» **Description of the task**
Pictures don't belong in the copy; print all the records exactly.
= = = =
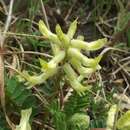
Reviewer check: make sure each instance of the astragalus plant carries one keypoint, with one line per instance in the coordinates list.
(68, 57)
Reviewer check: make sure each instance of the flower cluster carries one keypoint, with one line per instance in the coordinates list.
(68, 56)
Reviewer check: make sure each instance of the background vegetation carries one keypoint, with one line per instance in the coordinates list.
(54, 103)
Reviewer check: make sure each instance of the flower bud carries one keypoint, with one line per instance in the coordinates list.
(62, 37)
(72, 29)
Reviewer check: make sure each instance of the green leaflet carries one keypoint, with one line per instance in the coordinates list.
(79, 120)
(24, 121)
(124, 121)
(111, 117)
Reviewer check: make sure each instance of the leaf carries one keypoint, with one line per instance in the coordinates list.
(24, 121)
(79, 120)
(124, 121)
(19, 94)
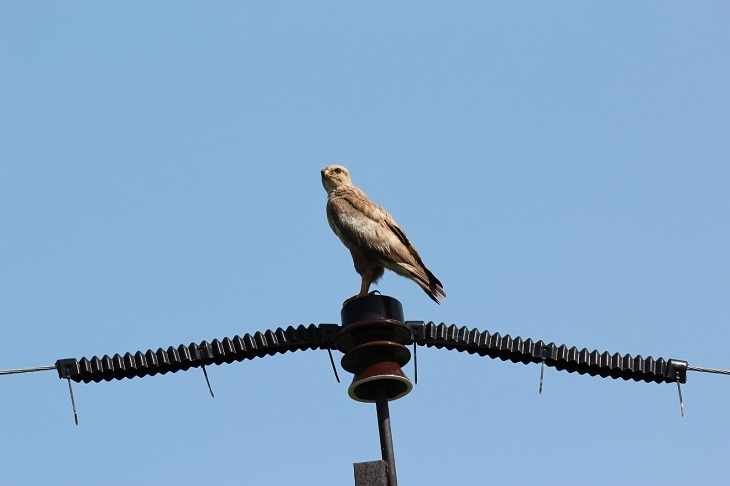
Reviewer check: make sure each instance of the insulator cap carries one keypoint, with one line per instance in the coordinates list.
(373, 338)
(371, 307)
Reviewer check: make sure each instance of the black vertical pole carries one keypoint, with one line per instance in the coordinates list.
(386, 437)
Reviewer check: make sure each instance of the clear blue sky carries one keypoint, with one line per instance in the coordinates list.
(563, 168)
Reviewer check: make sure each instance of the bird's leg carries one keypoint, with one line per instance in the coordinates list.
(364, 287)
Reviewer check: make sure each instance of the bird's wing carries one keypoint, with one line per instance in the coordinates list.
(361, 224)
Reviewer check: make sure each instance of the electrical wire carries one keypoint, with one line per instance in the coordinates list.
(28, 370)
(708, 370)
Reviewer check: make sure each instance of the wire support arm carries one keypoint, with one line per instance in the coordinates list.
(561, 357)
(181, 358)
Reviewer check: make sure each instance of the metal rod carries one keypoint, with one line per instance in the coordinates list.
(210, 388)
(73, 402)
(386, 437)
(334, 368)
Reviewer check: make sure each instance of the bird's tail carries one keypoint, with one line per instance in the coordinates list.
(425, 279)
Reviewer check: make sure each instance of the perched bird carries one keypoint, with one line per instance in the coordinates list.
(371, 235)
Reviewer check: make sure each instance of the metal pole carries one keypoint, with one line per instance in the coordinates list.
(386, 437)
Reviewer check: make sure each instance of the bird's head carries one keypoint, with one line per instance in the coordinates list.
(334, 177)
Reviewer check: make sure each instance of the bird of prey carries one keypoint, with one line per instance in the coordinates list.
(372, 236)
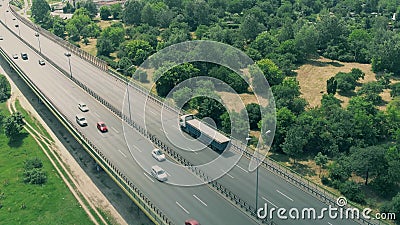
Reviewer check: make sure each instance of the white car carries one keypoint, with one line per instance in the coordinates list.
(158, 173)
(158, 155)
(81, 120)
(83, 107)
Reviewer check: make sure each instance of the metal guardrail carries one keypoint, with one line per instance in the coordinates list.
(289, 175)
(140, 199)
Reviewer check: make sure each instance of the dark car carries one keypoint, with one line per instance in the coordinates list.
(102, 127)
(191, 222)
(24, 56)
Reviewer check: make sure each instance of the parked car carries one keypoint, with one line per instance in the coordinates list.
(83, 107)
(158, 155)
(158, 173)
(191, 222)
(24, 56)
(81, 120)
(102, 126)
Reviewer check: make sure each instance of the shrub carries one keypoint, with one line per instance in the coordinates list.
(352, 191)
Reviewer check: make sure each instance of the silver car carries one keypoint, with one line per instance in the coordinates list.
(81, 120)
(158, 173)
(158, 155)
(83, 107)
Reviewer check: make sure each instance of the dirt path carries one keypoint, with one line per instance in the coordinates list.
(81, 182)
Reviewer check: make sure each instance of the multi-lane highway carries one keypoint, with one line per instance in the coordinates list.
(178, 203)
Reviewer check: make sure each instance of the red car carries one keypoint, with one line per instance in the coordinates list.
(191, 222)
(102, 127)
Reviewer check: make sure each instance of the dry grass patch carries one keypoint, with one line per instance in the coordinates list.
(89, 48)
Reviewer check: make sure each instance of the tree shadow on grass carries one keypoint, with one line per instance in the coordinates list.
(348, 94)
(323, 64)
(17, 141)
(304, 170)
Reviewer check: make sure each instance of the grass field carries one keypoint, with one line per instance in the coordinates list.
(51, 203)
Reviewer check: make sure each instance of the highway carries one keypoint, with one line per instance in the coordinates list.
(179, 203)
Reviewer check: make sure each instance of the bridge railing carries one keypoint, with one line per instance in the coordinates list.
(101, 64)
(284, 172)
(149, 208)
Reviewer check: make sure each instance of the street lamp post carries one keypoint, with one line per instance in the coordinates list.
(19, 31)
(37, 35)
(68, 54)
(266, 133)
(127, 92)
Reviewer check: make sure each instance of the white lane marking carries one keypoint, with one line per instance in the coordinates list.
(227, 174)
(165, 132)
(242, 168)
(116, 131)
(199, 200)
(182, 207)
(269, 202)
(122, 153)
(148, 177)
(285, 195)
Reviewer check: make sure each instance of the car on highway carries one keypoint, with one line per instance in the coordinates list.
(192, 222)
(24, 56)
(101, 126)
(158, 173)
(158, 155)
(81, 120)
(83, 107)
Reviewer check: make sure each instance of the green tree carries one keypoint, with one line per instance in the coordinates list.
(321, 161)
(331, 85)
(306, 42)
(39, 9)
(116, 10)
(5, 89)
(359, 41)
(368, 162)
(13, 125)
(35, 176)
(250, 27)
(166, 80)
(271, 72)
(294, 142)
(33, 163)
(254, 114)
(137, 50)
(233, 123)
(395, 90)
(105, 12)
(393, 207)
(58, 27)
(90, 6)
(284, 120)
(181, 96)
(131, 13)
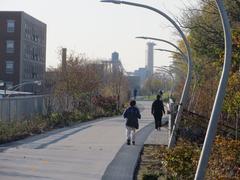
= = = =
» **Response for this exercise**
Reviewer check: make sure each instance of the astragalus plant carries one keypoint, with one line per instance in the coordinates list.
(68, 57)
Reviewer check: make sure each instance of the flower cluster carries one keypoint, with one line per instance in the coordinates list.
(68, 56)
Reviewer check: make sure each instance of the background vegetation carries one keypoint, with one line per instance in the coordinates list.
(54, 103)
Reviewer check: make sure each instance of the flower bud carries one keypoint, with one line per instance in the coordinates list.
(62, 37)
(72, 29)
Reviewer check: make sure each instance of the green leaflet carries one keypoint, with one line per instance in the coordinates list.
(79, 120)
(24, 121)
(124, 121)
(111, 117)
Reviewer check: make sure each instance of the leaf carries one keypoint, with one line per instance in the coordinates list.
(24, 121)
(79, 120)
(124, 121)
(19, 94)
Reviewer check: make sure each instance of the insulator cap carries one keypoint, with one line per instance in the coordinates list.
(373, 338)
(371, 307)
Reviewer check: make sure each instance of the black vertical pole carries one keypoint, with one line per instance in the coordinates list.
(386, 437)
Reviewer check: make sure each instance of the clear blue sky carries one keypoint, with one line per instance in the coordinates list.
(563, 168)
Reviewer check: make sure each instance of the bird's leg carries one keypoint, with one line per instance in the coordinates list.
(364, 287)
Reviewer check: make sure each instance of the bird's wing carries one keypoint, with one line per instance in the coordinates list.
(361, 224)
Reviewer check: make sure each instance of the electrical wire carries one keypoint, with one line per instance in the coordinates list.
(28, 370)
(708, 370)
Reviewer check: make sure each instance of the wire support arm carries one keypoint, with one line per instance in the coordinates list.
(561, 357)
(181, 358)
Reviewer check: make sure each instance of the metal rod carries one keypoint, with one line per instance in the coordinates list.
(210, 388)
(73, 402)
(386, 437)
(334, 368)
Reviewer check: make sure each instance of the bird's tail carries one keypoint, with one line per instance in the coordinates list.
(425, 279)
Reviewer check: make sure each instance of the perched bird carries one keypoint, with one line per instance in the coordinates list.
(371, 235)
Reviewer check: make sure each instance of the metal pole carries one keypoint, with one line per instance in the coordinates list.
(386, 437)
Reviewer check: make sure each instance of the bird's head carries one keypoint, with one line per instance in the coordinates list.
(334, 177)
Reviewer check: make sure each instance of the bird of prey carries one keypoint, with one line per instance in the coordinates list.
(372, 236)
Reviewer check: make sure each instance of the white car carries one keypoint, with one line per instance in the coordinates list.
(158, 173)
(158, 155)
(81, 120)
(83, 107)
Reviewer check: make sure each instance of the metal guardrail carries one keypoint, with one line per instance in the coordinates list.
(289, 175)
(140, 199)
Reviewer check: make sure each instance of the dark car carries one keypoint, with one line per instance in the coordinates list.
(102, 127)
(191, 222)
(24, 56)
Reviewer check: make sure each instance of the parked car carries one keypoint, with one line per instance in the coordinates list.
(83, 107)
(158, 155)
(158, 173)
(191, 222)
(24, 56)
(81, 120)
(102, 126)
Reviewer check: make sure each instance of the shrub carries one keypoint, with one line per instance in the coordinates list.
(352, 191)
Reviewer check: make sure each instance of the silver car carries one keypoint, with one line per instance in the coordinates list.
(81, 120)
(158, 173)
(158, 155)
(83, 107)
Reviewer check: make sure each instance of the dirt path carries one keypoint, with one line per instance in the coordinates list.
(81, 182)
Reviewer check: make sure each instance of the multi-lane highway carries one keypoint, with one line per instance in the coordinates list.
(178, 203)
Reviewer check: make sure each instance of the red car carries one keypoint, with one line per instance in the coordinates list.
(191, 222)
(102, 127)
Reviewer check: make sure each instance of the dry grass patch carries one keypoint, with one line per instance in the coordinates list.
(89, 48)
Reviewer check: make sure each instance of the tree shadow on grass carries one keypoint, with one line per instance in the coordinates list.
(348, 94)
(323, 64)
(17, 141)
(304, 170)
Reviewer check: make sure each instance of the grass field carries one keypoint, with one line per instance in the coordinates list.
(51, 203)
Reviewer check: make sure each instance of the highway carries one keypoint, with one line per instance in the coordinates list.
(179, 203)
Reviewer check: make sure each instance of the bridge railing carries one keypoint, with one line per instance in the coordinates list.
(101, 64)
(284, 172)
(149, 208)
Reviewer check: make sure each instance of the street lamp post carries one keypoint, with one line per instance in the coordinates list.
(19, 31)
(37, 35)
(68, 54)
(266, 133)
(127, 92)
Reviewer check: make sure each instance of the white lane marking carries one keypoint, with one line per instance in the coordinates list.
(227, 174)
(165, 132)
(242, 168)
(116, 131)
(199, 200)
(182, 207)
(269, 202)
(122, 153)
(148, 177)
(285, 195)
Reviewer check: make sure each instance of the car on highway carries one keypoint, with one line per instance in the coordinates list.
(192, 222)
(24, 56)
(101, 126)
(158, 173)
(158, 155)
(81, 120)
(83, 107)
Reviewer check: make sure each instance of the green tree carries one keypoint, with one line per instance in the coordinates list.
(321, 161)
(331, 85)
(306, 42)
(39, 9)
(116, 10)
(5, 89)
(359, 41)
(368, 162)
(13, 125)
(35, 176)
(250, 27)
(166, 80)
(271, 72)
(294, 142)
(33, 163)
(254, 114)
(137, 50)
(233, 123)
(395, 90)
(105, 12)
(393, 207)
(58, 27)
(90, 6)
(284, 120)
(181, 96)
(131, 13)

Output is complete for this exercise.